- Instruction 1: According to the album article below, which guitarist and producer accompanies Fahey on all but three of the songs on Let Go?

>> BEGIN Page text

Studio album by John Fahey
- Released: 1984
- Recorded: February–March 1983
- Studio: High Tech Recorders, Portland, OR
- Genre: Folk
- Length: 42:42
- Label: Varrick
- Producer: Terry Robb

John Fahey chronology
| Railroad (1983) | Let Go (1984) | Rain Forests, Oceans and Other Themes (1985) |

= Let Go (John Fahey album) =

Let Go is an album by American fingerstyle guitarist and composer John Fahey, released in 1984. It was his first release on the Varrick label after over 25 years on his own label Takoma, as well as a few releases on other labels.

==History==
Since his move to Salem, Oregon, in 1981, Fahey met guitarist and producer Terry Robb, who accompanies him on all but three of the songs on Let Go. He would work with Robb on three subsequent releases. Since his final album on Takoma (Railroad) Fahey had signed with Varrick Records, an imprint of Rounder Records. It was to be his first of four releases on the label.

His liner notes distance himself from the folk music label he had had since his career began. The notes begin "No folk music on this record—not even that sounds or suggest folk music... it's hard to break out of a bag I never intended to be in—never thought I was in... I'm not a Volk. I'm from the suburbs." He also noted the influence of the Brazilian guitarist Bola Sete. He had commented on Sete's influence in 1977 in the notes to his guitar transcription book The Best of John Fahey 1959–1977. He did his first cover of a Sete composition on his 1979 album John Fahey Visits Washington D.C..

>> END Page text
>> BEGIN Given records

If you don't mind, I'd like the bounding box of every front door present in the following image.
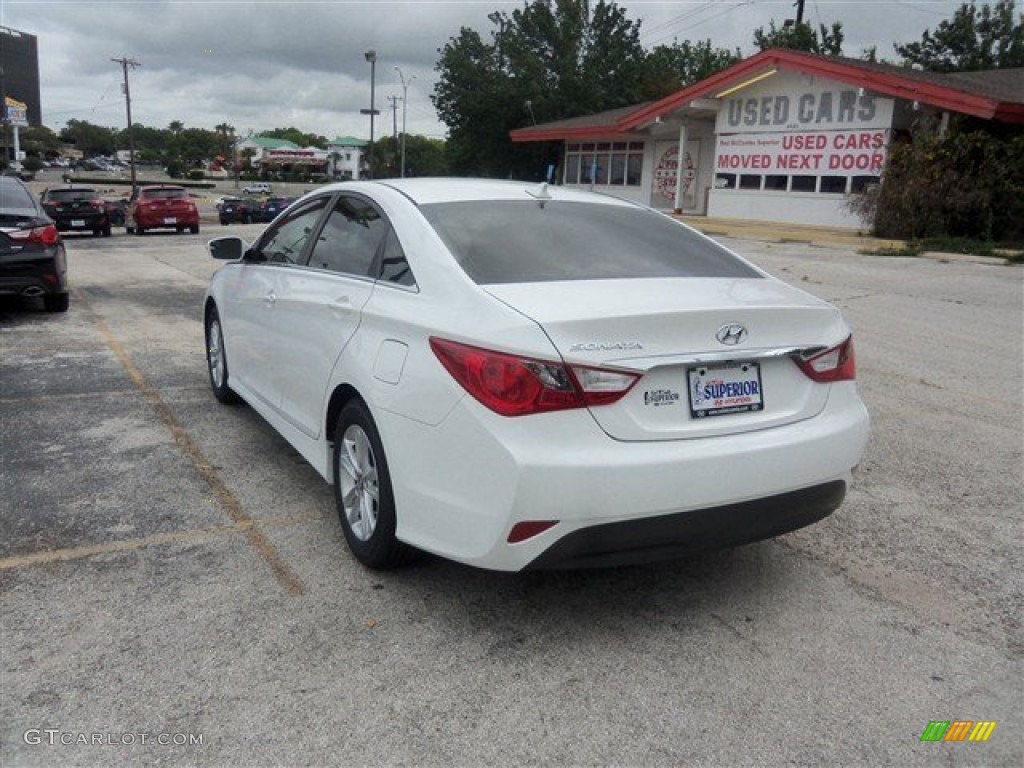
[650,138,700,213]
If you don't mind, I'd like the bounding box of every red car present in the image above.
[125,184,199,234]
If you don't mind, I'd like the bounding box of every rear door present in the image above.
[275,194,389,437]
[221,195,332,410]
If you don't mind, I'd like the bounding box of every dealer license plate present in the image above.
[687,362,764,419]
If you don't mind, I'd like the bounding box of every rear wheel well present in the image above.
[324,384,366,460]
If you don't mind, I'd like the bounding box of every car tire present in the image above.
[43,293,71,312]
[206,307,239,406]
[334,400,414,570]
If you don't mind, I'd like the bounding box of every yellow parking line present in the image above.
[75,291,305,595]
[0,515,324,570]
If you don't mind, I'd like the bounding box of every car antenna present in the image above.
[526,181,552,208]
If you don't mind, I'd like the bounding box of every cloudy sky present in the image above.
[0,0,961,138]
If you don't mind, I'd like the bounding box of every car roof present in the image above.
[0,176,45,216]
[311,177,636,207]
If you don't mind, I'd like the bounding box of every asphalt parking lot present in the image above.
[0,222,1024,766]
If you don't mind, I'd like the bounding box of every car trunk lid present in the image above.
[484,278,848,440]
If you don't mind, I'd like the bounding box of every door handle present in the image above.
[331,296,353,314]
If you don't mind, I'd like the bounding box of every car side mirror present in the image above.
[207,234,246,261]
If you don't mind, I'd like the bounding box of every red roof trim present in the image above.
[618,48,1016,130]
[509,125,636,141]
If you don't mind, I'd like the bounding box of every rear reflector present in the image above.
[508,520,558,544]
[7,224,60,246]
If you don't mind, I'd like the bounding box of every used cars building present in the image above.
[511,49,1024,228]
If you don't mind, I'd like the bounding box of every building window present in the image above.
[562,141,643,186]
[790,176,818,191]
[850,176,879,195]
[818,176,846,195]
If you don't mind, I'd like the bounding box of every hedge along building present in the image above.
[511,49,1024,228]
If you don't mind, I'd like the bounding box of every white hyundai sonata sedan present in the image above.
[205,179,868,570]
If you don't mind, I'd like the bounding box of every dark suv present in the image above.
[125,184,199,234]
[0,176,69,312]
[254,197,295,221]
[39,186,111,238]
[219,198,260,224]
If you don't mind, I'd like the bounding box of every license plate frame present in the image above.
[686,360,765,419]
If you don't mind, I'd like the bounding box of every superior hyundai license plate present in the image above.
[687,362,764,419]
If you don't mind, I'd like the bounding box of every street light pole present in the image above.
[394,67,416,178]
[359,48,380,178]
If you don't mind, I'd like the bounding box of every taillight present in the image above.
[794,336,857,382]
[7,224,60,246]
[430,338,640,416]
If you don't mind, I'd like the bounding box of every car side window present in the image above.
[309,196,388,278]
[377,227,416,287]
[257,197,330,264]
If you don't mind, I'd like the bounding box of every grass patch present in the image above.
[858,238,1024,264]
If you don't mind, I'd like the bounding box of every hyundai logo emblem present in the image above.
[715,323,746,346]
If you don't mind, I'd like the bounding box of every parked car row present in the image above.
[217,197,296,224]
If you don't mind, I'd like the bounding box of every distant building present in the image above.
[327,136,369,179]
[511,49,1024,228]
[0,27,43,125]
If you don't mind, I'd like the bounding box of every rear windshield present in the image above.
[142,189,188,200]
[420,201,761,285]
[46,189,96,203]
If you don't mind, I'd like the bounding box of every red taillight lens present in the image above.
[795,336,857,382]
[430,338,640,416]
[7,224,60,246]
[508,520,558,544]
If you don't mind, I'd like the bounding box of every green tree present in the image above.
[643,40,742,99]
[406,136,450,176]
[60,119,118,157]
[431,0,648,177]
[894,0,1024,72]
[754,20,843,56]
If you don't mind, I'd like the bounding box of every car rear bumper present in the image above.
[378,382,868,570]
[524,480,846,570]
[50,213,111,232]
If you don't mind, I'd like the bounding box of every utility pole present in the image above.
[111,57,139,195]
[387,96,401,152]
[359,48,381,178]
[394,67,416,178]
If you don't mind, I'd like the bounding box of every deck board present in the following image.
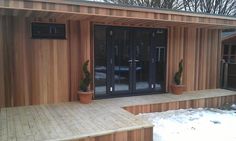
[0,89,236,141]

>> END Given records

- Instruction 2: Turn the stored entries, from their first line through the line containing "[334,400,414,570]", into a Markdown table with the columns Num and Line, numbering each row and skipping blank lines. Leave the pictures out.

- Final result 1: Terry Robb

- Final result 2:
| Num | Line |
|---|---|
| 1 | If you don't mind, I'd like the bounding box of every front door present in the following image. |
| 2 | [650,138,700,213] |
| 3 | If you don't mind, I'd like the bounding box of every red car present in the image above. |
| 4 | [125,184,199,234] |
| 5 | If you don't mind, I'd like the bounding box of every rear door present in the image above. |
| 6 | [275,194,389,437] |
| 7 | [221,195,332,410] |
| 8 | If you don't mind, I'd like the bounding box of every dealer license plate present in the image above. |
| 9 | [687,362,764,419] |
| 10 | If you don't mind, I'd like the bounding box of every rear wheel well present in the image above. |
| 11 | [324,384,366,460] |
| 12 | If you don't mind, I'd like the bounding box of every car tire present in the image above. |
| 13 | [43,293,71,312] |
| 14 | [206,307,239,406] |
| 15 | [334,400,414,570] |